Labeled-object pointing entries
━━━━

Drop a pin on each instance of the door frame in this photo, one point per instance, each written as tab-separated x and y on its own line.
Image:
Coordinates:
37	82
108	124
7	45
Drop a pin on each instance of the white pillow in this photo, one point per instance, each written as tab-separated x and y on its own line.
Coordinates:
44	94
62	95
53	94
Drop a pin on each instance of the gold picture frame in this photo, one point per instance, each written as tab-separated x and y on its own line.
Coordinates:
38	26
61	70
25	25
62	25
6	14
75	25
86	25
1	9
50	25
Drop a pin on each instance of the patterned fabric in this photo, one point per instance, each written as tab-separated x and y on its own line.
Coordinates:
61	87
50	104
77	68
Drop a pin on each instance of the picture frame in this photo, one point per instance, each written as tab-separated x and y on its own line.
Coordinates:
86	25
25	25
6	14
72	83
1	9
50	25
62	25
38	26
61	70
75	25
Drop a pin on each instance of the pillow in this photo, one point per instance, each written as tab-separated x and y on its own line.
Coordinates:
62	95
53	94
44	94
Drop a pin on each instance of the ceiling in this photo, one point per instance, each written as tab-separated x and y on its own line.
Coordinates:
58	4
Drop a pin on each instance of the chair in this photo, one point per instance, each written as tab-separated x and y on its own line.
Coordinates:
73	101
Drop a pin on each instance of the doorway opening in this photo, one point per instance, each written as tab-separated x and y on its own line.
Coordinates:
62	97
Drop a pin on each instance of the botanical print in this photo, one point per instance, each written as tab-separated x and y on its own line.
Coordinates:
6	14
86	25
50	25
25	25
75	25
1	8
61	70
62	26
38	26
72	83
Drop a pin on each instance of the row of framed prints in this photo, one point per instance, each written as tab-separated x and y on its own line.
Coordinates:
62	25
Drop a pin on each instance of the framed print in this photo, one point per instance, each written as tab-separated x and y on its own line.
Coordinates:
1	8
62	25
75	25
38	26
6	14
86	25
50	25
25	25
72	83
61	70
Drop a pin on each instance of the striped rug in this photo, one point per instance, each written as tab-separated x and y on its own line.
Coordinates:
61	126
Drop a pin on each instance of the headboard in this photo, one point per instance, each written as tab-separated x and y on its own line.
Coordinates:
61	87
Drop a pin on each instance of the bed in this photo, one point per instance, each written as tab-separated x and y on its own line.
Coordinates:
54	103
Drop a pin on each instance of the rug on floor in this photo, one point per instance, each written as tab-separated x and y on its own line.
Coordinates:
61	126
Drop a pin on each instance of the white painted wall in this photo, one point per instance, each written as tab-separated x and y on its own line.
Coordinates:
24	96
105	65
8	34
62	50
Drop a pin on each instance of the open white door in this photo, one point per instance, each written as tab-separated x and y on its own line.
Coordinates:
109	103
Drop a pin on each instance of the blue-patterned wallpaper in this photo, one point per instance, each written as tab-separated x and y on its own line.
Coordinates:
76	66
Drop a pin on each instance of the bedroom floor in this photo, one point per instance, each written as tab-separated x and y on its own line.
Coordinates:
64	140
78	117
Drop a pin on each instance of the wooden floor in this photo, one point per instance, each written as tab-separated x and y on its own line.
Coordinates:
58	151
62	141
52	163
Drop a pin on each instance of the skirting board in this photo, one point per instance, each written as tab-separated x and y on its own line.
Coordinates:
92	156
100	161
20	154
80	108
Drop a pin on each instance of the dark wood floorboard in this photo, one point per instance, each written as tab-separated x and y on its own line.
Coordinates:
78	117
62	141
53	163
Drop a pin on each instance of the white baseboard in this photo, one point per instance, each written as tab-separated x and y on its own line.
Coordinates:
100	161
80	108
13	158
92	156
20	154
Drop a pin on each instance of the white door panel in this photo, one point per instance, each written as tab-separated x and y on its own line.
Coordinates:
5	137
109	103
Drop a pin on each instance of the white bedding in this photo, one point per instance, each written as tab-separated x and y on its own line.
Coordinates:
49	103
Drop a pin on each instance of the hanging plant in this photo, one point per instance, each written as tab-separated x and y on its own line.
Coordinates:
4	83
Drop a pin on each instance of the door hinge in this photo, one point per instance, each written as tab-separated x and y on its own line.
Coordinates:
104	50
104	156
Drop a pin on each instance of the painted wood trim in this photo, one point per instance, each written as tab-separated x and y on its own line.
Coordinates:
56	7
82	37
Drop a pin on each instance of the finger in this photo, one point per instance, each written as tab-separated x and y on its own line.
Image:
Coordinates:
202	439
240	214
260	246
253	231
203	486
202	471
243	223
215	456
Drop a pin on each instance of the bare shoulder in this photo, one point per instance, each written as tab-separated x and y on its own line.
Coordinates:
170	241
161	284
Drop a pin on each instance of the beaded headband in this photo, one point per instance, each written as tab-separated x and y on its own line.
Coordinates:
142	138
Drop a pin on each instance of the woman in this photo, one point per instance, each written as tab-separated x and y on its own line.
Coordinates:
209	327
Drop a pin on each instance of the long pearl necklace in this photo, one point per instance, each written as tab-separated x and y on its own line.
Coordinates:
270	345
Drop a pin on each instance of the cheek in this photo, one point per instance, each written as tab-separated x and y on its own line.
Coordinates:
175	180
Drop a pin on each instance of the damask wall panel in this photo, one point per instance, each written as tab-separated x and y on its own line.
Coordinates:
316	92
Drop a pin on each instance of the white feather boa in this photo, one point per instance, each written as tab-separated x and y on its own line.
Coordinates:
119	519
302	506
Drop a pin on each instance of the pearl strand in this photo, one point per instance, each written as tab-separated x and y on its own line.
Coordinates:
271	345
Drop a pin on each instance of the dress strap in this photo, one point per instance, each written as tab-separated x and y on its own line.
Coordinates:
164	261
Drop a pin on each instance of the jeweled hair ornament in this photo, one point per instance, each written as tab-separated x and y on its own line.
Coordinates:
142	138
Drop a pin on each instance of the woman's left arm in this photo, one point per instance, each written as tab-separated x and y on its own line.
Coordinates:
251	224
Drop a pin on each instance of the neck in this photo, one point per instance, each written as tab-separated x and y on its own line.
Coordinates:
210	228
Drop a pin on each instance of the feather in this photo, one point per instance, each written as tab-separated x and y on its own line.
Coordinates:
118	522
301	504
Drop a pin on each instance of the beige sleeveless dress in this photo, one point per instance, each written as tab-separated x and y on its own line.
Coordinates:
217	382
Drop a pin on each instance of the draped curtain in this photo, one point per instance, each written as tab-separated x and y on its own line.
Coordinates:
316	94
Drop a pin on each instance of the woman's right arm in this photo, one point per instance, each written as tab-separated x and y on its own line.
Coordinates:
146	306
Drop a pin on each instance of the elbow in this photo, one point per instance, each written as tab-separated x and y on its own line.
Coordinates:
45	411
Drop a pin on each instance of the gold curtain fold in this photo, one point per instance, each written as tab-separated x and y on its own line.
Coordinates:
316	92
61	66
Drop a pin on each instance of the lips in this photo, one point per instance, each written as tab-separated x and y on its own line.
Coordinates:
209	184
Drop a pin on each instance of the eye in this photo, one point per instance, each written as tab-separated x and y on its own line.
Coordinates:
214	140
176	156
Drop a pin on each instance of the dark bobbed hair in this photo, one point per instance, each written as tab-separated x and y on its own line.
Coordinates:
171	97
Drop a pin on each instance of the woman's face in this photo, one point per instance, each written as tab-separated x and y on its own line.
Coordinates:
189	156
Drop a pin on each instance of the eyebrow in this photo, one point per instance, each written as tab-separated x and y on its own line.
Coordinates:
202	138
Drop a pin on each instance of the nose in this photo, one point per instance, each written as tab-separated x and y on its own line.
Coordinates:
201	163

━━━━

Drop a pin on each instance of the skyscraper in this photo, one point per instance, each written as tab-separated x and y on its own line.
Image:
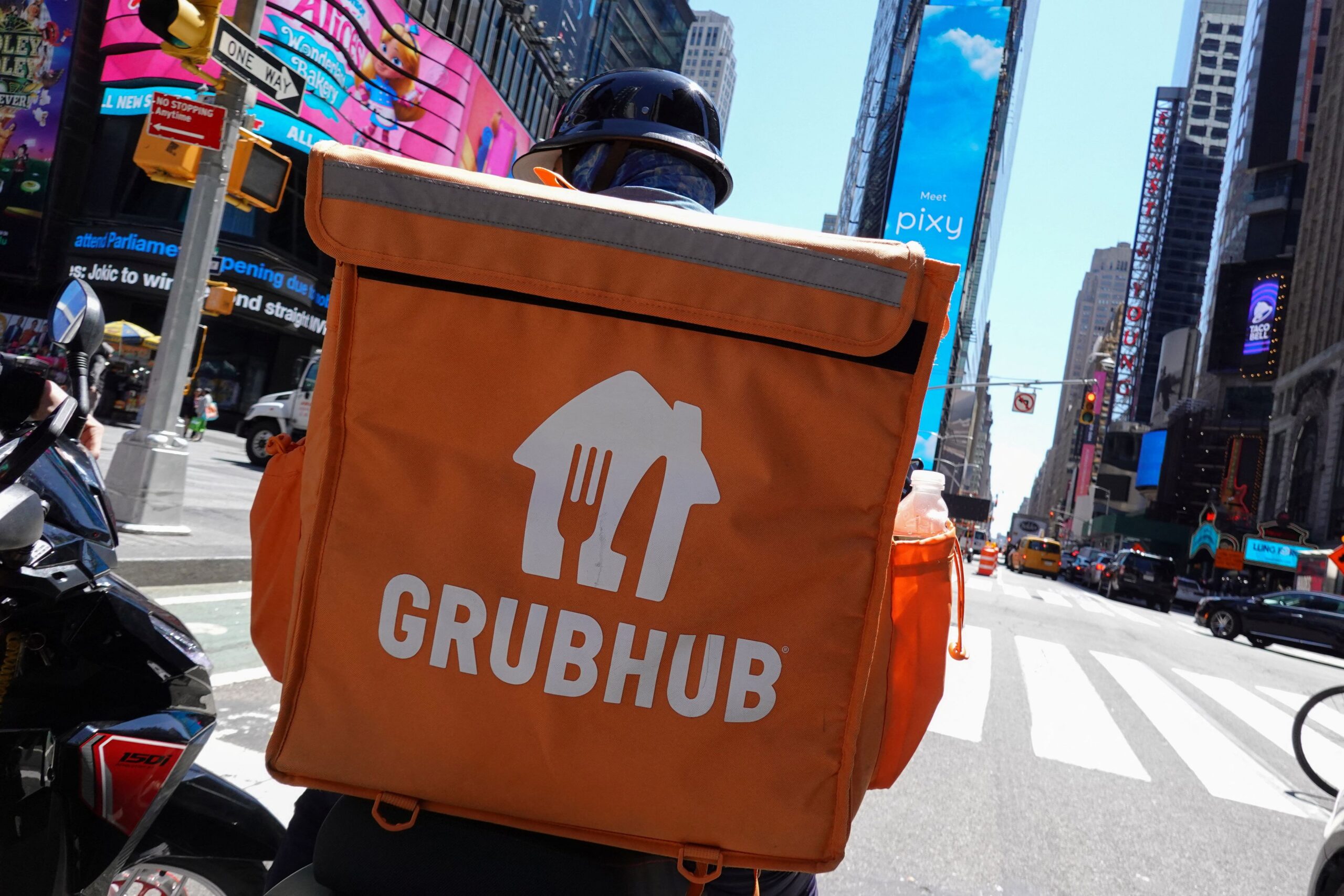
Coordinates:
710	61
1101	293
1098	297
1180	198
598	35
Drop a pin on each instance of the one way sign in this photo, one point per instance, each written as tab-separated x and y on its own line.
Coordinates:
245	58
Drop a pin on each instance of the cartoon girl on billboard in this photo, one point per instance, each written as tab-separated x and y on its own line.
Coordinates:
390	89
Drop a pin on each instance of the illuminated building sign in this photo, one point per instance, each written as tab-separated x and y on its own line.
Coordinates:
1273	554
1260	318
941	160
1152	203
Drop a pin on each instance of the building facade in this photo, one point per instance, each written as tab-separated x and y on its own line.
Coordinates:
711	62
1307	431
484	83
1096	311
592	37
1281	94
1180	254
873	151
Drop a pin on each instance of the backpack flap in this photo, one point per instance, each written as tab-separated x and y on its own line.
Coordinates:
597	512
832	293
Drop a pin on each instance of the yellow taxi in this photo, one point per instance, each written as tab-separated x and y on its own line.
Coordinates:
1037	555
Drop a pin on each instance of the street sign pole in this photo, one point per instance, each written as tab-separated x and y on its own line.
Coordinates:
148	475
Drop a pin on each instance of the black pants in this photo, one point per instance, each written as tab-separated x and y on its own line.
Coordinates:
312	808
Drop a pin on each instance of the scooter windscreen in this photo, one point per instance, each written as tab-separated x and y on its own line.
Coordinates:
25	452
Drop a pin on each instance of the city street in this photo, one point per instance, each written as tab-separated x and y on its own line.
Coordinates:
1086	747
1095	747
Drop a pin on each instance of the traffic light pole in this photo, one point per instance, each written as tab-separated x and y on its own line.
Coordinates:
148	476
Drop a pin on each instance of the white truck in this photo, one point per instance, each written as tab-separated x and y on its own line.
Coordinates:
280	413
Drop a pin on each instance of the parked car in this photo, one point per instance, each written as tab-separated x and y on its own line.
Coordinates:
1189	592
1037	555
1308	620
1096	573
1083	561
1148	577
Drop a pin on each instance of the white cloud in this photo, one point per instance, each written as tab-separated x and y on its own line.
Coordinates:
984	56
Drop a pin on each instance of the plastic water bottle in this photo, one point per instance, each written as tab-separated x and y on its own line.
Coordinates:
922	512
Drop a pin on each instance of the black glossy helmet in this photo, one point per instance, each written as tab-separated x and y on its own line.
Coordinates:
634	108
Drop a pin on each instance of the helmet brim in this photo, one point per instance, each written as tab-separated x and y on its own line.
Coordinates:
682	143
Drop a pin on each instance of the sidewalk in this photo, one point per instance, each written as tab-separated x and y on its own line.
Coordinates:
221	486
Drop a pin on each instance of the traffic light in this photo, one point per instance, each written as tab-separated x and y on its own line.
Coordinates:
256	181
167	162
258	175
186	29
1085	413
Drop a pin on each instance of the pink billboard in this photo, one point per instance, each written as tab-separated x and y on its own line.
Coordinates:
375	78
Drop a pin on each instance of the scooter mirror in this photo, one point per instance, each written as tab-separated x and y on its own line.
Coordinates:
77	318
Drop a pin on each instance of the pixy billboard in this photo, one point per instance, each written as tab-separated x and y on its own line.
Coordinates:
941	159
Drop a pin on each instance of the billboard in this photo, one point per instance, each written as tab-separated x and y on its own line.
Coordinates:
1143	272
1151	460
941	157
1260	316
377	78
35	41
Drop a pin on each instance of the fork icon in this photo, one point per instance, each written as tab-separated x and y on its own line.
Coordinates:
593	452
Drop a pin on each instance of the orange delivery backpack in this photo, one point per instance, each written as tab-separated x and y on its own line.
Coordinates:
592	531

━━━━

Pick out each line in the rows above that contains the word "gold". Case counts.

Drop a pin on each instance of the gold picture frame in this photo, one point per instance, each written as tab-separated x and y on its own line.
Drop a pin on each instance of the gold curtain fold in this photo, one point per instance, each written as tab-separated x and y on its own line.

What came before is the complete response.